%%

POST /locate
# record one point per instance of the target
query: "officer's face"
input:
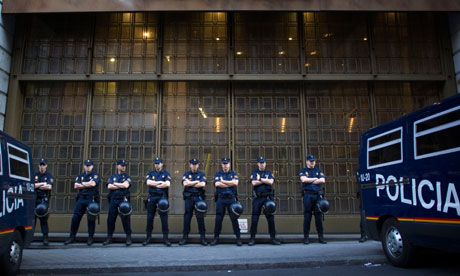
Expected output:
(158, 166)
(88, 169)
(194, 167)
(262, 165)
(311, 163)
(42, 168)
(121, 168)
(226, 167)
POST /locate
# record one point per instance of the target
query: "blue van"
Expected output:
(409, 172)
(17, 202)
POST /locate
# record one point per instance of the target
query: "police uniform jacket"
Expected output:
(229, 176)
(311, 173)
(45, 177)
(86, 177)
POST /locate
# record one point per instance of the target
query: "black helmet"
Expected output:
(323, 205)
(41, 210)
(236, 209)
(125, 209)
(269, 207)
(93, 210)
(163, 206)
(201, 207)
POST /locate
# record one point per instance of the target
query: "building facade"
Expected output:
(207, 84)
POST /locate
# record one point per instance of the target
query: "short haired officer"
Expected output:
(118, 185)
(226, 182)
(312, 178)
(87, 184)
(44, 182)
(158, 182)
(194, 182)
(262, 181)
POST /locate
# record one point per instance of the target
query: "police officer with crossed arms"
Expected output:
(118, 197)
(312, 178)
(87, 184)
(226, 182)
(44, 182)
(158, 182)
(194, 182)
(262, 181)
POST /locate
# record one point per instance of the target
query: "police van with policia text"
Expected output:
(409, 172)
(17, 202)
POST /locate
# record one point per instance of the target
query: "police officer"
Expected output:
(44, 182)
(158, 182)
(87, 184)
(262, 181)
(194, 182)
(226, 182)
(118, 186)
(312, 178)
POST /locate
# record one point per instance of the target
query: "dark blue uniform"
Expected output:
(262, 192)
(84, 198)
(225, 198)
(155, 194)
(311, 194)
(116, 197)
(43, 196)
(191, 196)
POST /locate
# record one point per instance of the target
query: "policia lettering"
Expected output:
(158, 182)
(312, 178)
(226, 182)
(262, 180)
(87, 184)
(44, 182)
(118, 197)
(194, 183)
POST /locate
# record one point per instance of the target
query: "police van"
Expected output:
(17, 202)
(409, 172)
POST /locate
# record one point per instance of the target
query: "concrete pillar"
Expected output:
(454, 22)
(6, 51)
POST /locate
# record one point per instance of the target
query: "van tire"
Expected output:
(397, 248)
(11, 257)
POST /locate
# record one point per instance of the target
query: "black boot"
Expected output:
(215, 241)
(252, 240)
(274, 241)
(128, 240)
(45, 240)
(90, 240)
(321, 239)
(147, 239)
(166, 240)
(203, 240)
(70, 240)
(238, 241)
(184, 240)
(305, 239)
(107, 241)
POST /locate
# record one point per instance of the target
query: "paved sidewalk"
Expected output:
(79, 258)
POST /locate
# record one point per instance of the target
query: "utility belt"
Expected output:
(269, 194)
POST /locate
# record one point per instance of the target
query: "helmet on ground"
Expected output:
(163, 206)
(236, 210)
(125, 209)
(201, 207)
(269, 207)
(41, 210)
(323, 205)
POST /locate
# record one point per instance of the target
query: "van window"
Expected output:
(385, 149)
(18, 160)
(437, 134)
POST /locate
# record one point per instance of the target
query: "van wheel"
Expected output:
(11, 257)
(397, 248)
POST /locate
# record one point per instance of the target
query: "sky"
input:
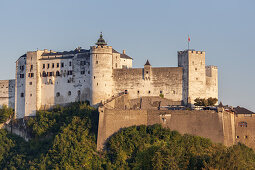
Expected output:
(146, 29)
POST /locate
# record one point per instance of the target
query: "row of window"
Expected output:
(53, 65)
(69, 93)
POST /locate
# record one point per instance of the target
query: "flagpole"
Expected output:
(188, 42)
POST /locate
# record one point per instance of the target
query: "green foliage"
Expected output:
(205, 102)
(5, 113)
(65, 138)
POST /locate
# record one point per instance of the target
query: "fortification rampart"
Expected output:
(7, 93)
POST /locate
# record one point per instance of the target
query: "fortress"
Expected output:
(45, 78)
(126, 96)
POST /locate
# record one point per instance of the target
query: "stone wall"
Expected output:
(7, 93)
(211, 82)
(152, 82)
(216, 126)
(112, 120)
(245, 129)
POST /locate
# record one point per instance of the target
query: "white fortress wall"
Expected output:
(20, 85)
(211, 82)
(7, 93)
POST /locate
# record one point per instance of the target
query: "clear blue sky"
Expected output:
(147, 29)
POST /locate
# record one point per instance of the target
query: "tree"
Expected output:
(205, 102)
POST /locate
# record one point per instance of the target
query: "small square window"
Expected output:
(57, 94)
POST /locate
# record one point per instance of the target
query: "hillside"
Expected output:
(65, 138)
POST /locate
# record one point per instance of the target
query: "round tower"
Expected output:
(101, 71)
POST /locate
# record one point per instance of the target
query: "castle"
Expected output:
(45, 78)
(126, 96)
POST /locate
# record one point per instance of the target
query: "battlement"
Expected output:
(190, 51)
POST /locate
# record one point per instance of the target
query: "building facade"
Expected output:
(45, 78)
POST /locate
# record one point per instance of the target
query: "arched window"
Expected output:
(242, 124)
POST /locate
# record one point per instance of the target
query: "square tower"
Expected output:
(194, 74)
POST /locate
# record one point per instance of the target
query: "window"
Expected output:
(21, 68)
(50, 73)
(70, 72)
(83, 63)
(57, 73)
(242, 124)
(57, 94)
(44, 74)
(30, 74)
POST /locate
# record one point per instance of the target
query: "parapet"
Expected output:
(211, 67)
(191, 51)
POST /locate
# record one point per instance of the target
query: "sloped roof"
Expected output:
(242, 110)
(147, 63)
(121, 55)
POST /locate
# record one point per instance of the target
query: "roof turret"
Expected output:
(147, 63)
(101, 41)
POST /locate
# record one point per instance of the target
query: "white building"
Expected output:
(46, 78)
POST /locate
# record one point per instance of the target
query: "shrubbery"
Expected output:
(65, 138)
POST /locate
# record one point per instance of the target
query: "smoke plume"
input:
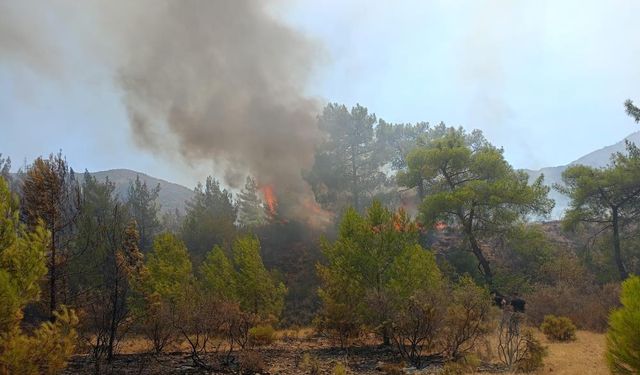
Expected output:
(209, 80)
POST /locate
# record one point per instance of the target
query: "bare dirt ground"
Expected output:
(286, 356)
(585, 356)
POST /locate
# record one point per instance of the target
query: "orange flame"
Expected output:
(269, 199)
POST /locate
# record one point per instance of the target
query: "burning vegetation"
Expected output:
(409, 244)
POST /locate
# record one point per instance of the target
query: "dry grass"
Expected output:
(585, 356)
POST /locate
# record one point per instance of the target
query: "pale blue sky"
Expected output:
(544, 79)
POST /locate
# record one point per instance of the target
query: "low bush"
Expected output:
(559, 328)
(533, 358)
(587, 305)
(262, 335)
(623, 337)
(465, 365)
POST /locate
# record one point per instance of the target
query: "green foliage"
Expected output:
(533, 356)
(467, 317)
(218, 277)
(262, 335)
(45, 351)
(169, 267)
(467, 364)
(466, 181)
(623, 337)
(258, 291)
(347, 166)
(251, 211)
(558, 328)
(22, 267)
(605, 197)
(339, 369)
(144, 209)
(209, 220)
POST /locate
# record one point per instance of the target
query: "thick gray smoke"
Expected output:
(226, 80)
(209, 80)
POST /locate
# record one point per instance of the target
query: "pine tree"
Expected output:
(144, 208)
(258, 291)
(623, 336)
(374, 266)
(51, 194)
(22, 266)
(218, 277)
(251, 212)
(467, 182)
(209, 220)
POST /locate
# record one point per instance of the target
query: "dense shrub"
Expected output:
(518, 349)
(46, 349)
(623, 337)
(587, 305)
(262, 335)
(558, 328)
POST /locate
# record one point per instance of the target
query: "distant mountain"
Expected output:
(171, 195)
(599, 158)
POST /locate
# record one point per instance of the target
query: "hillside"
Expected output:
(599, 158)
(171, 195)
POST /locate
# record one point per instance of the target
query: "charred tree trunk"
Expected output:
(52, 278)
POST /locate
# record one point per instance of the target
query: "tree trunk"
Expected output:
(114, 319)
(52, 278)
(617, 254)
(354, 179)
(477, 251)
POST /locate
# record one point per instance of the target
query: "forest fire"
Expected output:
(270, 199)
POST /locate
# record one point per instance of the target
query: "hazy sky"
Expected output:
(544, 79)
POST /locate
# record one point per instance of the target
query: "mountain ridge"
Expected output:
(599, 158)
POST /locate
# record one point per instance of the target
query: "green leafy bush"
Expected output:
(251, 362)
(623, 337)
(559, 328)
(534, 353)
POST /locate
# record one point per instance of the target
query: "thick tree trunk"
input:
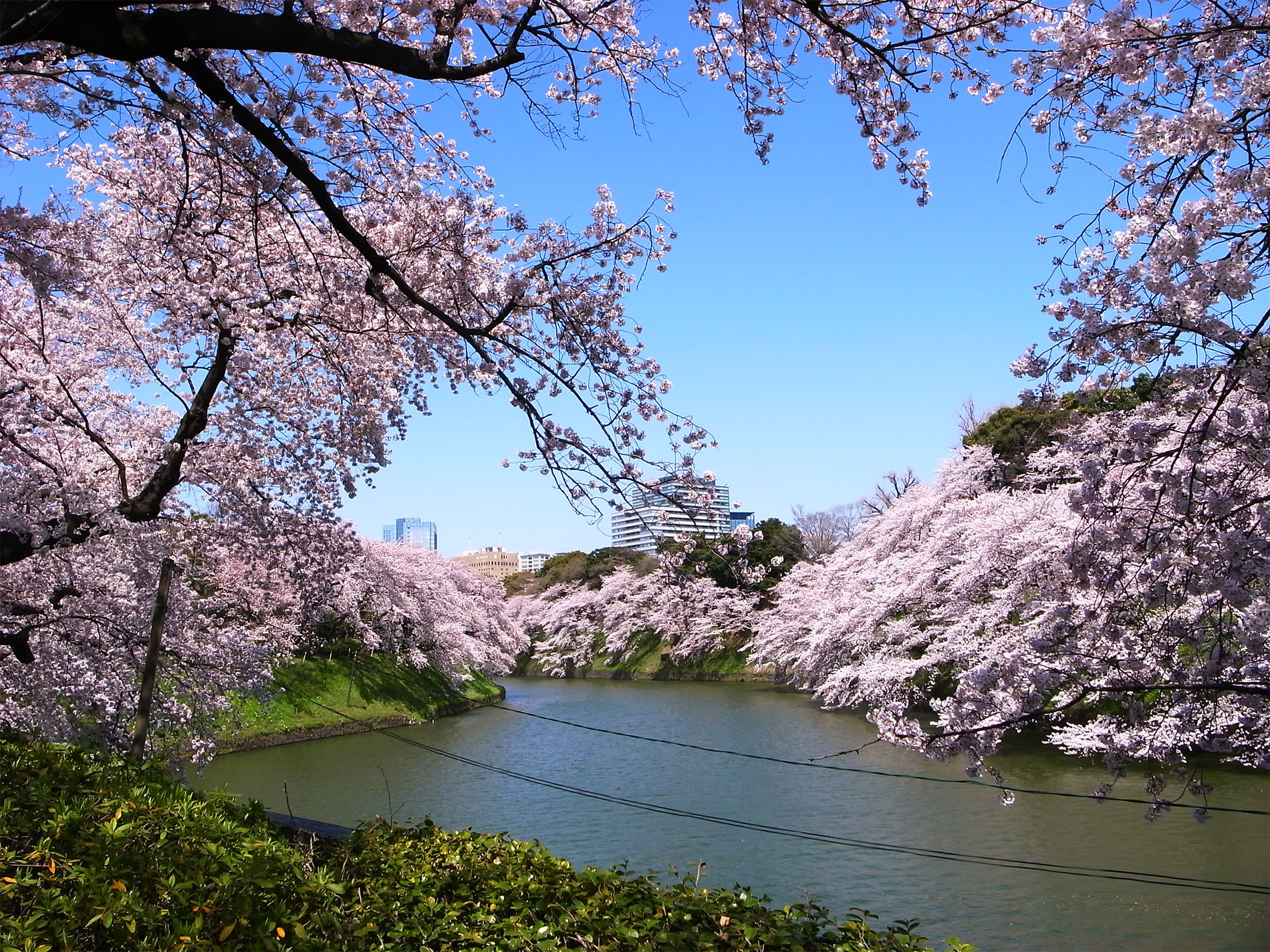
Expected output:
(150, 673)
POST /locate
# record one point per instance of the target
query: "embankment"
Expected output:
(375, 691)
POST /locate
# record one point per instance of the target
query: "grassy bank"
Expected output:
(649, 658)
(101, 854)
(372, 688)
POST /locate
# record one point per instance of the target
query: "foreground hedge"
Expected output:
(100, 854)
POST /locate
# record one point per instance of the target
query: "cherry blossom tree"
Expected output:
(1024, 607)
(268, 230)
(572, 623)
(430, 611)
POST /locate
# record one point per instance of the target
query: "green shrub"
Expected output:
(100, 854)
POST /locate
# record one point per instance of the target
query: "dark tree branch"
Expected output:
(146, 504)
(131, 36)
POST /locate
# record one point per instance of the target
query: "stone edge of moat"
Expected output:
(338, 729)
(619, 674)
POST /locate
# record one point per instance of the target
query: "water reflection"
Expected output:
(348, 780)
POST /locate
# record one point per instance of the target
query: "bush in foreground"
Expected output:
(100, 854)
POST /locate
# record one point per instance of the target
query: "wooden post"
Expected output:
(150, 673)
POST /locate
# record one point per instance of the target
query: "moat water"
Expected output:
(354, 778)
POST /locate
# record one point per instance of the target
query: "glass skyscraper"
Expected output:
(412, 531)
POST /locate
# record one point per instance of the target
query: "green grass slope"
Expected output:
(101, 854)
(372, 688)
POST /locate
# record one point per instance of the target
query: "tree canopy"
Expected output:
(271, 248)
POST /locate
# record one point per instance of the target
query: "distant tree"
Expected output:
(1015, 433)
(586, 568)
(887, 493)
(826, 531)
(753, 561)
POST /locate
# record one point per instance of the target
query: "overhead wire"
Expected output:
(981, 860)
(872, 772)
(965, 781)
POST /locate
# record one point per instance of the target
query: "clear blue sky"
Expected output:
(813, 317)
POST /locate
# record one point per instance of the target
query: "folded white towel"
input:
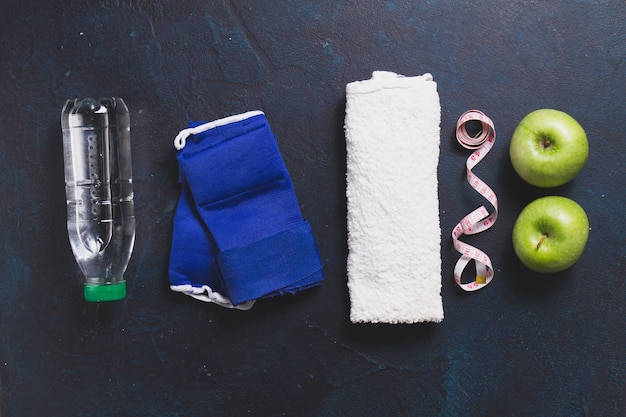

%%

◆ Exercise:
Collect every line in the data above that contains the word "police".

◆ Solution to this exercise:
query: "police uniform jacket"
query: "police officer with crossed arms"
query: "police van with policia text"
query: "police officer"
query: "police van"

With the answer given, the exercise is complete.